The task:
Copy out the saved entries line for line, with no changes.

Saved entries
Start of Block
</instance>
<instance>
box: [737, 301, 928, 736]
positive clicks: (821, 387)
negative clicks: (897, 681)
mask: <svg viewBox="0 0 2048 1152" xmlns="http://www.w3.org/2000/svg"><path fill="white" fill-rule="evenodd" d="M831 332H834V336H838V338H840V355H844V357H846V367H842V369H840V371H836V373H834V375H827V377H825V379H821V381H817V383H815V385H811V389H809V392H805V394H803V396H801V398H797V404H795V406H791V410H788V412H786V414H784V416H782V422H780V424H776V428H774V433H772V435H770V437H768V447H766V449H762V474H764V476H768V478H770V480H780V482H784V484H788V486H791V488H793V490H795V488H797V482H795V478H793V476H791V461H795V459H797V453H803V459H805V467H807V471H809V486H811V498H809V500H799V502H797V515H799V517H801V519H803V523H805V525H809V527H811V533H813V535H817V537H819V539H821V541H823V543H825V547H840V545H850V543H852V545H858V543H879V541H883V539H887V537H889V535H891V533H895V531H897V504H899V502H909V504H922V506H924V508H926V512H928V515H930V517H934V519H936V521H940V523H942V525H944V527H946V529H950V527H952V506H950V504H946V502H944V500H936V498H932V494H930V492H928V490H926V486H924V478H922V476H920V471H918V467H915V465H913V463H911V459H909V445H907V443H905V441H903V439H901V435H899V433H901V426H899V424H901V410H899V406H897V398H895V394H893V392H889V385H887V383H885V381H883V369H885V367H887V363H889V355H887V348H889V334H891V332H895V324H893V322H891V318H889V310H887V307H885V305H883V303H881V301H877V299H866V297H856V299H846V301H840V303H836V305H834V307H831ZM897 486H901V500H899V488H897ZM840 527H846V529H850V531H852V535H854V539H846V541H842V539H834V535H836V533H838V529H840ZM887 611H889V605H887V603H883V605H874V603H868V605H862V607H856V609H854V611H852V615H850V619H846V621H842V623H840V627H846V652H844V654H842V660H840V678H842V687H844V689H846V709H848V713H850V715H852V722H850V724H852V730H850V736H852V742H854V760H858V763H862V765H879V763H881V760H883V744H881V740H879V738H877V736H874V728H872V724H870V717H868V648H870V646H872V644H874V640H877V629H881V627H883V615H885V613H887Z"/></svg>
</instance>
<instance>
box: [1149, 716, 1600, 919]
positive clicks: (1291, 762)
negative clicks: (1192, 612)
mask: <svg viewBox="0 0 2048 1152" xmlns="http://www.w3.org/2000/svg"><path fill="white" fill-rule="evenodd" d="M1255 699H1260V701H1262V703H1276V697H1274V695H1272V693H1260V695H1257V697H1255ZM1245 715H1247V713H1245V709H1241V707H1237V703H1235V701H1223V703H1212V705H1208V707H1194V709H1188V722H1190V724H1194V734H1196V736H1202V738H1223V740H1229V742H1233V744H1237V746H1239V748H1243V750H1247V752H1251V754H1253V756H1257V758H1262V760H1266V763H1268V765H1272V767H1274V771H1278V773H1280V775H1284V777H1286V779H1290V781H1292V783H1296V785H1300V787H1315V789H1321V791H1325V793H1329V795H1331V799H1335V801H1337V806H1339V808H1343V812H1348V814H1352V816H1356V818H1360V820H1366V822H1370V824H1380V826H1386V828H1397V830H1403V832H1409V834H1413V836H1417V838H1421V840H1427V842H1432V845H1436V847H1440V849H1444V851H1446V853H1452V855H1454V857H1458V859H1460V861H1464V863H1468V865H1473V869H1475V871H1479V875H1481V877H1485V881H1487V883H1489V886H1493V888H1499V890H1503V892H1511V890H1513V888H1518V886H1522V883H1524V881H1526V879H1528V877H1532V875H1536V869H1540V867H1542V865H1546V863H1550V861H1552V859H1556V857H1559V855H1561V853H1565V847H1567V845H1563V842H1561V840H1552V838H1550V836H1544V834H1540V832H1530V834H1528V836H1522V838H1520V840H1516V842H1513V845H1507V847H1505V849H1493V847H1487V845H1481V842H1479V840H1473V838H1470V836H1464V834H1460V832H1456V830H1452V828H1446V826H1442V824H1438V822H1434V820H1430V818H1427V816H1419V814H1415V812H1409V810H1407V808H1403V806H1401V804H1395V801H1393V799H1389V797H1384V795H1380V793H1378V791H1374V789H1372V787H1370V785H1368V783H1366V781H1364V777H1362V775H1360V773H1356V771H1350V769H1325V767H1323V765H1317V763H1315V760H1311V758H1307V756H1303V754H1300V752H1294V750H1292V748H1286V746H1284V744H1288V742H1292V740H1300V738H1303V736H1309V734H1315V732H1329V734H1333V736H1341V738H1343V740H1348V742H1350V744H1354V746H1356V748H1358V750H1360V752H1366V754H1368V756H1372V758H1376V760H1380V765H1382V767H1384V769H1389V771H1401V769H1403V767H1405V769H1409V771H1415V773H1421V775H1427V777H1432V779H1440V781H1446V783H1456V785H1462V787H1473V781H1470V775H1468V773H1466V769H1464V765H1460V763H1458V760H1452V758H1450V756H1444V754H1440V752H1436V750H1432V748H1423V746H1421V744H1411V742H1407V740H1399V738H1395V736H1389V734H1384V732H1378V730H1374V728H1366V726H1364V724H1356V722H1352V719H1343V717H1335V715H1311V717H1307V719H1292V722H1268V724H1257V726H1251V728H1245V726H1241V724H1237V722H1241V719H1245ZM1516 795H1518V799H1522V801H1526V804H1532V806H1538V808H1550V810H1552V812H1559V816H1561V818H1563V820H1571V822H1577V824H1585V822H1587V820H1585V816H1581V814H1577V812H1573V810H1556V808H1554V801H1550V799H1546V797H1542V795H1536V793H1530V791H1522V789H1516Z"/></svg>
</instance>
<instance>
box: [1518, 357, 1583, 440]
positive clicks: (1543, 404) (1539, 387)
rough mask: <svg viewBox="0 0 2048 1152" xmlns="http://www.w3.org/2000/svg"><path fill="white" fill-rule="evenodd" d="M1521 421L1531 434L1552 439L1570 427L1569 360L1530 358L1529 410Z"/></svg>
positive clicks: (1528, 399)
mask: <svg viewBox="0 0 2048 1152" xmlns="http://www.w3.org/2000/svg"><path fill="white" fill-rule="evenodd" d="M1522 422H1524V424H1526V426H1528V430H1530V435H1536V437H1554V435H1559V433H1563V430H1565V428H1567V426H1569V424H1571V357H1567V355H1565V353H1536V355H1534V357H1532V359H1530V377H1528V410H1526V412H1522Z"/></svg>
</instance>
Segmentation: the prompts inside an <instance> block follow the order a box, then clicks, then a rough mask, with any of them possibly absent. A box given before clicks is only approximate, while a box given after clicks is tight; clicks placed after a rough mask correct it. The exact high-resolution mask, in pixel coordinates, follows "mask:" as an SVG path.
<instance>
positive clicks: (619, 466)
End of Block
Response to the exercise:
</instance>
<instance>
box: [737, 301, 928, 736]
positive clicks: (821, 387)
negative clicks: (897, 681)
mask: <svg viewBox="0 0 2048 1152" xmlns="http://www.w3.org/2000/svg"><path fill="white" fill-rule="evenodd" d="M831 332H834V336H838V338H840V355H844V357H846V367H842V369H840V371H836V373H834V375H827V377H825V379H821V381H817V383H815V385H811V389H809V392H805V394H803V396H801V398H797V404H795V406H791V410H788V412H786V414H784V416H782V422H780V424H776V428H774V433H772V435H770V437H768V447H766V449H762V474H764V476H768V478H770V480H780V482H784V484H788V486H791V488H793V490H795V488H797V482H795V478H793V476H791V461H795V459H797V453H803V459H805V467H807V471H809V486H811V498H809V500H799V502H797V515H799V517H801V519H803V523H805V525H809V527H811V533H813V535H817V537H819V539H821V541H823V543H825V547H840V545H850V543H852V545H858V543H879V541H883V539H887V537H889V535H891V533H895V531H897V504H899V502H909V504H922V506H924V508H926V512H928V515H930V517H934V519H936V521H940V523H942V525H944V527H946V529H950V527H952V506H950V504H946V502H944V500H936V498H932V494H930V492H928V490H926V486H924V478H922V476H920V471H918V467H915V465H913V463H911V459H909V445H907V443H905V441H903V439H901V435H899V433H901V426H899V424H901V410H899V406H897V398H895V394H893V392H889V385H887V383H885V381H883V369H885V367H887V363H889V355H887V348H889V334H891V332H895V324H893V322H891V318H889V310H887V307H885V305H883V303H881V301H877V299H866V297H856V299H846V301H840V303H836V305H834V307H831ZM897 486H901V500H899V488H897ZM840 527H846V529H850V531H852V535H854V539H846V541H842V539H834V535H836V533H838V529H840ZM887 611H889V605H887V603H883V605H874V603H868V605H862V607H856V609H854V611H852V615H850V619H846V621H842V623H840V627H846V652H844V654H842V660H840V678H842V687H844V689H846V709H848V713H850V715H852V722H850V724H852V730H850V736H852V742H854V760H858V763H862V765H879V763H881V760H883V744H881V740H879V738H877V736H874V728H872V724H870V717H868V648H870V646H872V644H874V640H877V629H881V627H883V615H885V613H887Z"/></svg>
</instance>
<instance>
box: [1149, 716, 1600, 919]
positive clicks: (1291, 762)
negative clicks: (1192, 612)
mask: <svg viewBox="0 0 2048 1152" xmlns="http://www.w3.org/2000/svg"><path fill="white" fill-rule="evenodd" d="M1255 699H1260V701H1262V703H1276V697H1274V695H1272V693H1260V695H1257V697H1255ZM1245 715H1247V713H1245V709H1241V707H1237V703H1235V701H1223V703H1212V705H1208V707H1194V709H1188V722H1190V724H1194V734H1196V736H1202V738H1223V740H1229V742H1233V744H1237V746H1239V748H1243V750H1247V752H1251V754H1253V756H1257V758H1262V760H1266V763H1268V765H1272V767H1274V771H1278V773H1280V775H1284V777H1286V779H1290V781H1292V783H1296V785H1300V787H1315V789H1321V791H1325V793H1329V795H1331V799H1335V801H1337V806H1339V808H1343V812H1348V814H1352V816H1356V818H1360V820H1366V822H1370V824H1380V826H1386V828H1397V830H1403V832H1409V834H1413V836H1417V838H1421V840H1427V842H1432V845H1436V847H1440V849H1444V851H1446V853H1452V855H1454V857H1458V859H1460V861H1464V863H1468V865H1473V869H1475V871H1479V875H1481V877H1485V881H1487V883H1489V886H1493V888H1499V890H1503V892H1511V890H1513V888H1518V886H1522V883H1524V881H1526V879H1528V877H1532V875H1536V869H1540V867H1542V865H1546V863H1550V861H1552V859H1556V857H1559V855H1561V853H1565V847H1567V845H1563V842H1561V840H1552V838H1550V836H1544V834H1540V832H1530V834H1528V836H1522V838H1520V840H1516V842H1513V845H1507V847H1505V849H1493V847H1487V845H1481V842H1479V840H1473V838H1470V836H1464V834H1460V832H1456V830H1452V828H1446V826H1442V824H1438V822H1434V820H1430V818H1427V816H1419V814H1415V812H1409V810H1407V808H1403V806H1401V804H1395V801H1393V799H1389V797H1384V795H1380V793H1378V791H1374V789H1372V787H1370V785H1368V783H1366V781H1364V777H1362V775H1360V773H1356V771H1350V769H1325V767H1323V765H1317V763H1315V760H1311V758H1307V756H1303V754H1300V752H1294V750H1292V748H1286V746H1284V744H1288V742H1292V740H1300V738H1303V736H1309V734H1315V732H1329V734H1333V736H1341V738H1343V740H1348V742H1350V744H1354V746H1356V748H1358V750H1360V752H1366V754H1368V756H1372V758H1376V760H1380V765H1382V767H1384V769H1389V771H1401V769H1403V767H1405V769H1409V771H1415V773H1421V775H1427V777H1432V779H1440V781H1446V783H1456V785H1462V787H1473V781H1470V775H1468V773H1466V769H1464V765H1460V763H1458V760H1452V758H1450V756H1444V754H1440V752H1436V750H1432V748H1423V746H1421V744H1411V742H1407V740H1399V738H1395V736H1389V734H1384V732H1378V730H1374V728H1366V726H1364V724H1356V722H1352V719H1343V717H1335V715H1311V717H1307V719H1292V722H1268V724H1257V726H1251V728H1245V726H1241V724H1237V722H1241V719H1245ZM1516 795H1518V799H1522V801H1526V804H1532V806H1538V808H1550V810H1552V812H1559V816H1561V818H1563V820H1571V822H1577V824H1585V822H1587V820H1585V816H1581V814H1577V812H1573V810H1556V808H1554V801H1550V799H1546V797H1542V795H1536V793H1530V791H1522V789H1516Z"/></svg>
</instance>
<instance>
box: [1518, 357, 1583, 440]
positive clicks: (1543, 404) (1539, 387)
rough mask: <svg viewBox="0 0 2048 1152" xmlns="http://www.w3.org/2000/svg"><path fill="white" fill-rule="evenodd" d="M1521 421L1531 434L1552 439L1570 427L1569 360L1530 358L1529 410Z"/></svg>
positive clicks: (1528, 399)
mask: <svg viewBox="0 0 2048 1152" xmlns="http://www.w3.org/2000/svg"><path fill="white" fill-rule="evenodd" d="M1522 422H1524V424H1526V426H1528V430H1530V435H1536V437H1554V435H1559V433H1563V430H1565V428H1567V426H1569V424H1571V357H1567V355H1565V353H1536V355H1534V357H1532V359H1530V377H1528V410H1526V412H1522Z"/></svg>
</instance>
Segmentation: the prompts inside an <instance> block follow the order a box, then clicks, then a rough mask, with any of them possibly absent. A box given before clicks is only approximate, while a box given after clicks is tight; clicks placed after a rough mask correct it. The exact high-resolution mask, in pixel coordinates, follows "mask:" as an SVG path.
<instance>
positive clicks: (619, 466)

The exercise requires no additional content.